Shape boundary entries

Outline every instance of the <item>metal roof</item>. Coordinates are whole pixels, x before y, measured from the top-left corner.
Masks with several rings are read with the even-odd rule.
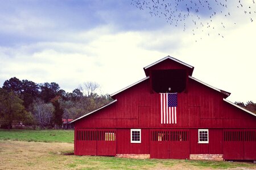
[[[112,96],[115,95],[116,94],[119,94],[119,92],[122,92],[123,91],[125,91],[125,90],[126,90],[126,89],[128,89],[128,88],[129,88],[130,87],[133,87],[133,86],[135,86],[135,85],[136,85],[136,84],[138,84],[138,83],[141,83],[141,82],[143,82],[143,81],[144,81],[144,80],[146,80],[146,79],[148,79],[149,77],[150,77],[149,76],[147,76],[147,77],[145,77],[144,78],[143,78],[142,79],[141,79],[141,80],[139,80],[139,81],[138,81],[138,82],[135,82],[135,83],[133,83],[133,84],[131,84],[131,85],[130,85],[130,86],[128,86],[127,87],[125,87],[125,88],[123,88],[120,90],[119,91],[117,91],[117,92],[114,92],[114,93],[111,94],[111,95],[110,95],[110,97],[112,97]]]
[[[154,65],[156,65],[156,64],[157,64],[157,63],[159,63],[159,62],[162,62],[162,61],[164,61],[164,60],[166,60],[167,58],[171,59],[171,60],[173,60],[173,61],[175,61],[176,62],[178,62],[178,63],[180,63],[181,65],[184,65],[184,66],[185,66],[187,67],[189,67],[191,69],[193,69],[194,68],[194,67],[193,67],[193,66],[191,66],[189,65],[188,65],[187,63],[184,63],[184,62],[182,62],[181,61],[179,61],[179,60],[177,60],[176,58],[174,58],[174,57],[170,57],[170,56],[166,56],[166,57],[164,57],[164,58],[162,58],[161,60],[158,60],[158,61],[155,62],[154,63],[151,63],[151,65],[148,65],[147,66],[144,67],[144,69],[146,70],[146,69],[148,69],[148,68],[149,68],[149,67],[151,67],[151,66],[154,66]]]
[[[197,82],[199,83],[200,83],[201,84],[204,84],[204,85],[205,85],[205,86],[206,86],[207,87],[210,87],[210,88],[212,88],[212,89],[213,89],[213,90],[216,90],[217,91],[218,91],[218,92],[221,92],[221,93],[226,95],[227,97],[230,95],[230,92],[225,91],[224,90],[222,90],[218,89],[217,88],[216,88],[216,87],[214,87],[213,86],[210,86],[210,85],[209,85],[209,84],[208,84],[207,83],[204,83],[204,82],[202,82],[201,80],[199,80],[199,79],[196,79],[196,78],[194,78],[194,77],[193,77],[192,76],[189,75],[188,77],[189,78],[192,79],[192,80],[195,80],[195,81],[196,81],[196,82]]]
[[[225,101],[226,101],[226,102],[227,102],[227,103],[229,103],[229,104],[233,105],[233,106],[236,107],[237,108],[239,108],[239,109],[241,109],[241,110],[243,110],[245,111],[245,112],[246,112],[248,113],[250,113],[250,114],[252,114],[252,115],[253,115],[253,116],[256,116],[256,114],[255,114],[255,113],[253,113],[253,112],[250,112],[250,111],[249,111],[249,110],[246,110],[246,109],[243,108],[242,107],[240,107],[239,105],[237,105],[237,104],[234,104],[234,103],[231,102],[230,101],[226,100],[226,99],[223,99],[223,100],[224,100]]]
[[[106,107],[107,106],[110,105],[112,104],[113,104],[114,103],[115,103],[115,102],[117,101],[117,99],[115,99],[115,100],[112,101],[112,102],[110,102],[110,103],[108,103],[108,104],[104,105],[104,106],[102,106],[102,107],[101,107],[101,108],[98,108],[98,109],[96,109],[96,110],[93,110],[93,111],[92,111],[92,112],[90,112],[90,113],[87,113],[87,114],[85,114],[85,115],[83,115],[83,116],[81,116],[81,117],[79,117],[79,118],[76,118],[76,119],[75,119],[75,120],[73,120],[73,121],[72,121],[71,122],[70,122],[70,124],[73,123],[73,122],[75,122],[75,121],[76,121],[77,120],[80,120],[80,118],[83,118],[83,117],[86,117],[86,116],[88,116],[88,115],[89,115],[89,114],[92,114],[92,113],[94,113],[94,112],[97,112],[97,111],[98,111],[98,110],[100,110],[100,109],[103,109],[104,108]]]

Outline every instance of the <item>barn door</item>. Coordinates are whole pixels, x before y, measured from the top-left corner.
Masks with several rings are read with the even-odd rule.
[[[79,128],[76,130],[75,154],[114,156],[115,137],[115,129]]]
[[[117,154],[115,129],[98,129],[97,155],[114,156]]]
[[[97,129],[79,128],[76,131],[77,155],[96,155]]]
[[[256,159],[256,129],[225,129],[224,134],[225,159]]]
[[[188,129],[151,130],[150,158],[188,159]]]

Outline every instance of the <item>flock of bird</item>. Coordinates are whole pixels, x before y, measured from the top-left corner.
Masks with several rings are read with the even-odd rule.
[[[225,20],[213,22],[214,19],[218,20],[220,18],[217,16],[220,15],[232,20],[232,14],[239,12],[253,22],[253,17],[256,15],[254,1],[256,0],[130,1],[131,5],[140,10],[148,11],[152,17],[163,18],[171,26],[181,26],[183,31],[189,28],[193,35],[198,31],[204,31],[210,36],[210,29],[219,27],[225,29]],[[217,26],[216,23],[219,25]],[[234,22],[233,24],[236,25],[237,23]],[[221,32],[218,34],[224,37]]]

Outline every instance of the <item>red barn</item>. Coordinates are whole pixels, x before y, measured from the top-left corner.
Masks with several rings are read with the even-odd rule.
[[[193,69],[170,56],[145,67],[146,78],[73,121],[75,154],[256,160],[256,114]]]

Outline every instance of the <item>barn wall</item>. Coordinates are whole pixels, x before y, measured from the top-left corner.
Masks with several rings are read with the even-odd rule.
[[[223,100],[222,94],[192,79],[178,94],[176,124],[160,124],[159,94],[149,79],[115,95],[117,101],[76,122],[77,127],[255,128],[256,118]]]

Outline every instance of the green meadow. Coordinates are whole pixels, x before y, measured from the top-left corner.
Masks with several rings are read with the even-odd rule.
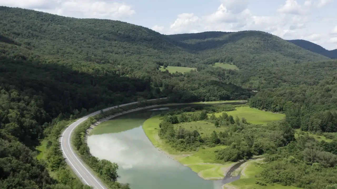
[[[236,116],[240,118],[245,117],[247,121],[255,124],[264,124],[279,120],[285,116],[281,114],[274,114],[247,107],[237,107],[236,110],[227,113],[235,117]],[[218,113],[216,115],[219,116],[221,114]],[[204,179],[218,180],[223,178],[227,168],[234,163],[221,162],[216,159],[216,155],[218,151],[226,148],[227,146],[219,146],[212,148],[202,147],[197,151],[178,151],[159,138],[158,134],[160,129],[159,123],[161,121],[160,119],[161,117],[160,115],[154,116],[147,119],[143,124],[143,129],[145,134],[155,147],[176,161],[188,166]],[[178,123],[175,124],[175,127],[181,127],[190,130],[196,129],[202,136],[209,136],[213,130],[219,132],[223,131],[224,129],[223,127],[215,127],[214,124],[205,121]],[[259,170],[252,165],[247,167],[245,169],[247,177],[252,175],[255,175],[256,174],[255,171],[258,172]],[[255,180],[251,184],[256,186],[255,183],[256,179],[254,177],[253,178]]]
[[[214,64],[215,67],[219,67],[224,69],[228,69],[228,70],[239,70],[239,68],[236,66],[234,64],[231,64],[227,63],[221,63],[220,62],[217,62]]]
[[[188,68],[188,67],[180,67],[179,66],[167,66],[165,69],[164,69],[162,66],[160,68],[162,71],[164,71],[165,69],[168,70],[168,72],[171,73],[175,73],[176,72],[184,73],[194,70],[196,70],[196,68]]]

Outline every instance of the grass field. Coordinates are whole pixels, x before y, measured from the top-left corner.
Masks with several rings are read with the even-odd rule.
[[[246,106],[237,107],[236,110],[226,113],[234,117],[234,119],[236,116],[240,119],[244,117],[247,121],[253,124],[265,124],[282,119],[285,117],[283,114],[266,112]],[[219,116],[222,114],[220,113],[215,114],[216,116]]]
[[[303,136],[304,135],[308,135],[310,137],[312,137],[319,142],[324,141],[326,142],[332,142],[333,140],[333,139],[327,138],[323,135],[318,135],[313,134],[309,132],[302,131],[300,129],[298,129],[295,130],[296,132],[295,133],[295,138],[298,138],[300,136]],[[337,133],[329,133],[329,134],[334,135],[335,138],[337,138]]]
[[[162,66],[160,68],[160,69],[162,71],[164,71],[165,70]],[[168,70],[168,72],[170,73],[175,73],[176,72],[178,72],[183,73],[189,72],[192,70],[196,70],[196,68],[179,66],[167,66],[166,69]]]
[[[36,147],[36,149],[39,152],[39,154],[36,156],[36,158],[39,160],[45,158],[45,150],[47,149],[47,141],[43,140],[41,141],[40,146]]]
[[[216,63],[214,66],[215,67],[219,67],[222,68],[224,69],[228,69],[229,70],[239,70],[239,68],[236,66],[234,64],[231,64],[227,63],[221,63],[217,62]]]
[[[223,127],[217,127],[214,123],[206,121],[197,121],[178,123],[175,125],[175,126],[176,128],[181,127],[189,130],[196,130],[203,137],[207,135],[210,136],[213,130],[215,130],[217,133],[223,131]]]

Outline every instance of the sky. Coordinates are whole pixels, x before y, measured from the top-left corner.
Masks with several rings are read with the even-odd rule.
[[[259,30],[337,48],[337,0],[0,0],[0,5],[119,20],[165,34]]]

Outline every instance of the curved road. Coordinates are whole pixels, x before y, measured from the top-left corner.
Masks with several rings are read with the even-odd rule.
[[[157,99],[151,99],[147,101],[156,100]],[[134,102],[125,104],[120,105],[119,107],[124,106],[136,104],[138,102]],[[107,111],[116,108],[118,106],[116,106],[108,108],[103,110],[103,112]],[[61,149],[63,153],[63,157],[66,158],[66,162],[70,166],[74,173],[81,179],[84,184],[92,186],[95,189],[108,189],[94,175],[88,166],[75,153],[71,143],[71,136],[75,128],[89,117],[99,114],[100,113],[100,110],[95,112],[79,119],[72,123],[66,128],[62,133],[60,138],[60,141],[61,142]]]

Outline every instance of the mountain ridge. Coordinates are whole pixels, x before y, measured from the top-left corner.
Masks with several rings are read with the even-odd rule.
[[[329,50],[319,45],[303,39],[294,39],[287,41],[311,52],[320,54],[331,59],[337,59],[337,49]]]

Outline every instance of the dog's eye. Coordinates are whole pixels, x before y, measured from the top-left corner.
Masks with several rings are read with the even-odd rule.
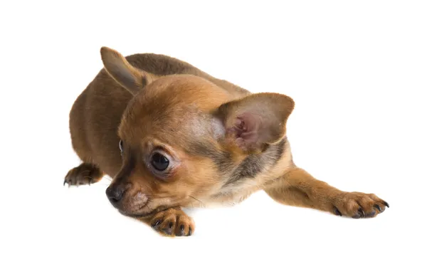
[[[123,153],[123,141],[122,140],[119,142],[119,148],[120,149],[120,152]]]
[[[160,153],[154,153],[152,157],[151,163],[158,171],[163,172],[169,166],[169,160]]]

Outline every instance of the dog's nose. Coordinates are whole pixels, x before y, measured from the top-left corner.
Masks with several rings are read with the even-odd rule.
[[[118,204],[119,201],[122,200],[124,193],[125,189],[123,187],[110,186],[107,188],[107,190],[105,190],[105,194],[107,194],[110,202],[111,202],[113,205]]]

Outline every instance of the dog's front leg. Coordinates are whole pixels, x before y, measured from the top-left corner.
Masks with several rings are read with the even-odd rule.
[[[282,204],[355,219],[374,217],[389,207],[373,194],[342,191],[300,168],[291,169],[265,191]]]
[[[161,234],[168,236],[190,236],[194,232],[193,219],[179,206],[165,209],[151,218],[140,220]]]

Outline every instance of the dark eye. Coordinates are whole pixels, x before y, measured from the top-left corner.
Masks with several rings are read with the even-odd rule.
[[[119,148],[120,149],[120,152],[123,153],[123,141],[122,140],[119,142]]]
[[[154,153],[152,157],[152,164],[158,171],[163,172],[169,166],[169,160],[160,153]]]

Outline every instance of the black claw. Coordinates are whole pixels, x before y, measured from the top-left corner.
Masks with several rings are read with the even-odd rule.
[[[181,225],[179,227],[179,231],[176,233],[176,236],[182,236],[184,235],[184,225]]]
[[[169,235],[172,234],[172,228],[164,228],[162,231],[166,234],[169,234]]]
[[[370,214],[369,214],[368,215],[367,215],[367,217],[372,217],[375,215],[376,212],[375,211],[371,212]]]
[[[339,211],[338,210],[338,209],[336,208],[335,206],[334,206],[334,213],[337,216],[342,216],[342,214],[341,214],[341,212],[339,212]]]
[[[157,220],[156,223],[152,224],[152,227],[157,231],[159,229],[159,225],[160,225],[161,223],[162,220]]]
[[[381,207],[380,207],[380,206],[379,206],[378,204],[375,204],[375,205],[374,206],[374,207],[375,207],[376,209],[378,209],[378,211],[379,211],[379,212],[382,212],[382,209],[381,209]]]
[[[361,217],[364,217],[365,216],[365,214],[364,211],[363,211],[362,207],[359,207],[359,209],[357,210],[357,212],[359,212],[359,214],[360,214]]]

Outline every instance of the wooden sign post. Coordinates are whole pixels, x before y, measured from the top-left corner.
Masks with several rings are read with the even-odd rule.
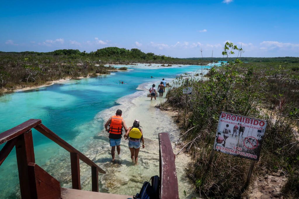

- [TASK BRIEF]: Starting with the line containing "Outline every instance of the dog's front" and continuing through the end of the data, reproduce those lines with "black claw" switched to "curved talon" and everything else unchanged. Omit the pictures from your answer.

- [ANSWER TO THE TASK]:
Outline every instance of the dog's front leg. Coordinates are whole pixels, x before y, measured from the top-left corner.
Masks with several rings are read with the even-odd rule.
[[[282,204],[355,219],[374,217],[389,207],[373,194],[342,191],[300,168],[291,169],[265,191]]]
[[[161,234],[168,236],[190,236],[194,232],[193,219],[179,206],[165,209],[151,218],[140,220]]]

Outline every instance of the dark eye. Coordinates are whole pixels, x before y, measured from the top-left corner.
Masks with several rings are read with the even-odd rule.
[[[119,148],[120,149],[120,152],[123,153],[123,141],[122,140],[119,142]]]
[[[154,153],[152,157],[152,164],[158,171],[163,172],[169,166],[169,160],[160,153]]]

Outline every instance of the curved talon. Coordinates are whole pixels, x before y, measured from the top-left corner.
Masks with several rings are read with the even-odd rule.
[[[181,225],[179,227],[179,231],[176,233],[176,236],[182,236],[184,235],[184,225]]]
[[[169,235],[172,234],[172,228],[164,228],[162,231],[166,234],[169,234]]]
[[[370,214],[369,214],[368,215],[367,215],[367,217],[372,217],[375,215],[376,212],[375,211],[371,212]]]
[[[339,211],[338,210],[338,209],[336,208],[335,206],[334,206],[334,213],[337,216],[342,216],[342,214],[341,214],[341,212],[339,212]]]
[[[157,220],[156,223],[152,224],[152,227],[157,231],[159,229],[159,225],[160,225],[161,223],[162,220]]]
[[[381,207],[380,207],[380,206],[379,206],[378,204],[375,204],[375,205],[374,206],[374,207],[375,207],[376,209],[378,209],[378,211],[379,211],[379,212],[382,212],[382,209],[381,209]]]
[[[361,217],[364,217],[365,216],[365,214],[364,211],[363,211],[362,207],[359,207],[359,209],[357,210],[357,212],[359,212],[359,214],[360,214]]]

Outline every instance of the wooden sign post. Coordinates are whole pixels, x before y, measured from the top-left corner.
Masks with several rings are read with the even-odd rule.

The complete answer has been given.